The psychiatrist Professor Peter Hill, who worked at Great Ormond Street Hospital and is now in independent practice, notes that although children's experience of physical abuse and deprivation has decreased over the generations, ‘other more shadowy influences, certainty of personal identity, security of career structure, have taken their place'. In particular, he points to work carried out in the United States, which found that adolescents who were able to adopt a social or professional identity handed down to them by their parents tended to be happier.

‘We are more alert to young people's distress now, and more inclined to see it as distress rather than as reprehensible behaviour. But,' he cautions, ‘we don't like children in this country, even though we're going to be so dependent upon them with the current demographic shifts.' He argues that the position of the Children's Health Tsar has been serially emasculated, and that we need a Children's Minister in the Cabinet with the power to veto.

Despite the Nuffield study's gloomy prognosis, Hill remains hopeful about this generation. ‘I think that today's fifteen-year-olds are much more impressive than fifteen-year-olds in the 1950s. I don't think that they are less resilient, but that they are more emotionally literate. Soap operas, for example, have been wonderful for that. Young people are much more aware of the impact of arrogance and prejudice, and much more able to be sensitive to those sorts of things.

‘The problems arise when other influences make them less likely to display that. For example, the amount of alcohol consumed by the young is terrifying, and once you're drunk it's hard to be sensitive to other people.'

Hill says that one of his greatest concerns is the abuse of skunk. ‘It's emerged in the past three or four years as a major problem, and I don't think that parents realise that they didn't smoke the same stuff that's around now. I've seen a number of youngsters going quite seriously mad on it, and the parents are indulgent because they think they know what their children are buying.'

The increase in alcohol and drug abuse, especially of the stronger types of cannabis now available, must certainly have an impact on mental well-being. A variety of other factors also play their part. Hormonal changes are generally thought to have a small impact, though they can be significant for a minority, and research continues into the effect of adolescent brain development on mental health. Deteriorating diet may have a direct biological impact. In one study, young offenders who were given multivitamins and fatty acids over a two-week period showed a 34 per cent drop in antisocial behaviour.

Parenting clearly makes a major contribution to children's psychological well-being, particularly the quality of care received in the earliest years of life. There is also
ample evidence that increased consumer choice and affluence has been accompanied by a general decrease in levels of satisfaction.

Like all young people, Laura and her friends are bombarded with messages about celebrity and wealth. She says that ‘loads of teenagers don't really know who to try and be'. The tyranny of absolute choice can make the universal struggle for identity feel like a personal failure. And the people who teenagers best know how to emulate are those they watch on MTV, guiding them round their luscious mansions. When expectations reach this level of extravagance, the ordinary disillusionments of growing up become infinitely harder to bear.

Gender is another factor. As a middle-class female, Laura may be particularly vulnerable to psychological distress. In a study of fifteen-year-olds over a twelve-year period, published in 2003, the Medical Research Council found that girls with professional parents were more stressed, particularly in relation to their academic achievement, than those from the lower social classes and boys. It suggested that these girls were doubly disadvantaged by a combination of newer educational concerns and more traditional worries about personal identity, in particular body image.

(YOUR GOAL)
Write out the passage on adolescent mental health, everything from "Parenting clearly makes" down to "levels of satisfaction.". Rely only on the passage on adolescent mental health.

(DATA TO EXAMINE)
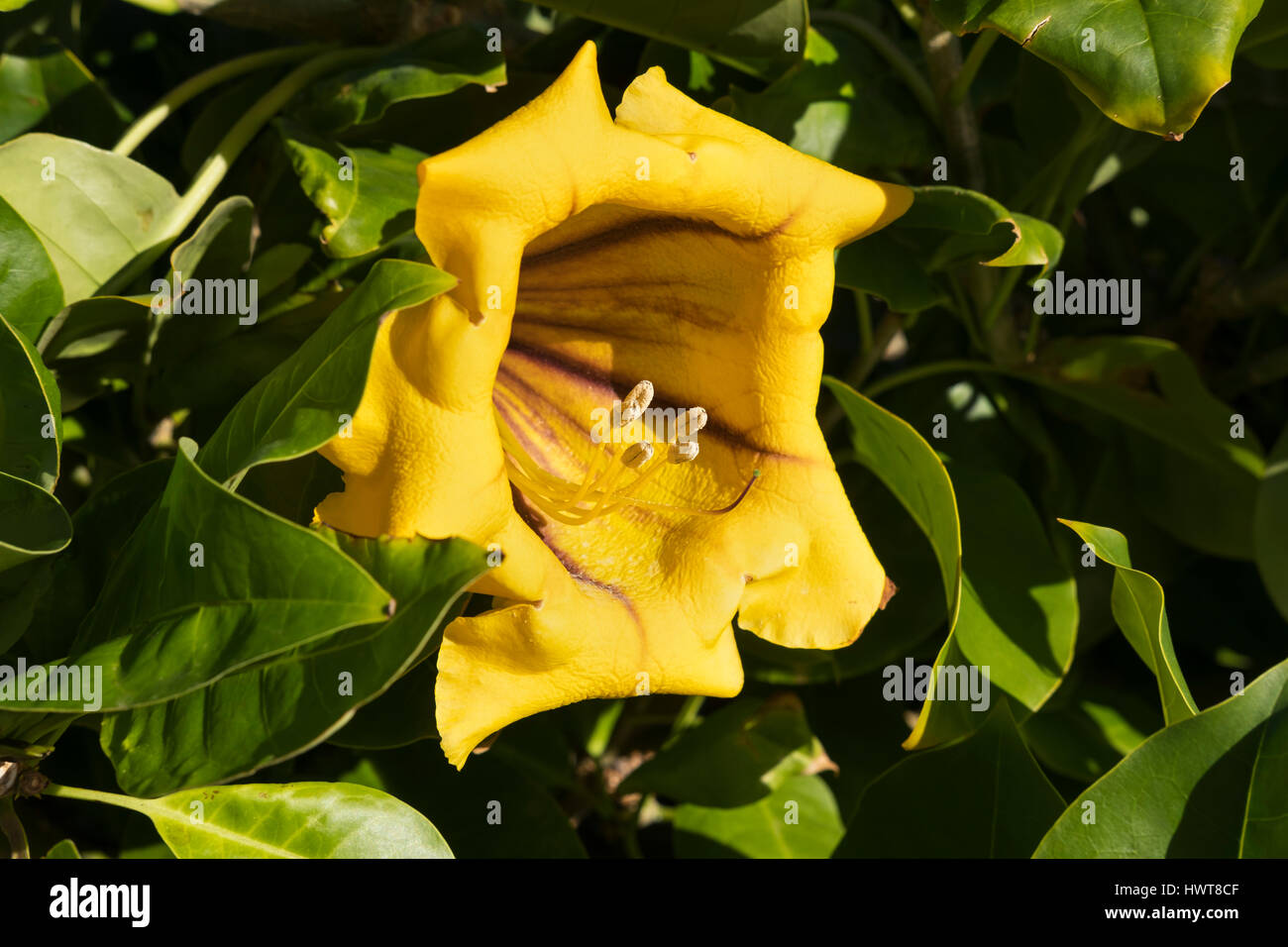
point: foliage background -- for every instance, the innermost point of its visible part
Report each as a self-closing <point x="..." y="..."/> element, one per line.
<point x="1159" y="445"/>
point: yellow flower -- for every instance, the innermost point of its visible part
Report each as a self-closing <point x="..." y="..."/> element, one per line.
<point x="674" y="247"/>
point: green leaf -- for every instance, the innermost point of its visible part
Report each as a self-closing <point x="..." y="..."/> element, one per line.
<point x="1190" y="475"/>
<point x="980" y="797"/>
<point x="94" y="211"/>
<point x="33" y="523"/>
<point x="1210" y="787"/>
<point x="63" y="849"/>
<point x="101" y="528"/>
<point x="1137" y="605"/>
<point x="489" y="809"/>
<point x="799" y="819"/>
<point x="1090" y="732"/>
<point x="35" y="85"/>
<point x="93" y="326"/>
<point x="841" y="106"/>
<point x="1019" y="611"/>
<point x="295" y="819"/>
<point x="30" y="291"/>
<point x="296" y="408"/>
<point x="734" y="757"/>
<point x="369" y="202"/>
<point x="970" y="215"/>
<point x="434" y="64"/>
<point x="944" y="228"/>
<point x="894" y="451"/>
<point x="265" y="586"/>
<point x="747" y="37"/>
<point x="270" y="711"/>
<point x="1270" y="525"/>
<point x="1154" y="63"/>
<point x="31" y="415"/>
<point x="402" y="715"/>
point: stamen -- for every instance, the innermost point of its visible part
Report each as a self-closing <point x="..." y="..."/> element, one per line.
<point x="638" y="455"/>
<point x="636" y="402"/>
<point x="599" y="491"/>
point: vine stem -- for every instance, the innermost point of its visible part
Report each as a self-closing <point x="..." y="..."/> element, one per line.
<point x="93" y="796"/>
<point x="215" y="166"/>
<point x="888" y="51"/>
<point x="12" y="828"/>
<point x="166" y="106"/>
<point x="970" y="67"/>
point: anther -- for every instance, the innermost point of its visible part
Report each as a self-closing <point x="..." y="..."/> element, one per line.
<point x="683" y="451"/>
<point x="635" y="403"/>
<point x="638" y="454"/>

(ANSWER TO THIS TASK)
Parenting clearly makes a major contribution to children's psychological well-being, particularly the quality of care received in the earliest years of life. There is also
ample evidence that increased consumer choice and affluence has been accompanied by a general decrease in levels of satisfaction.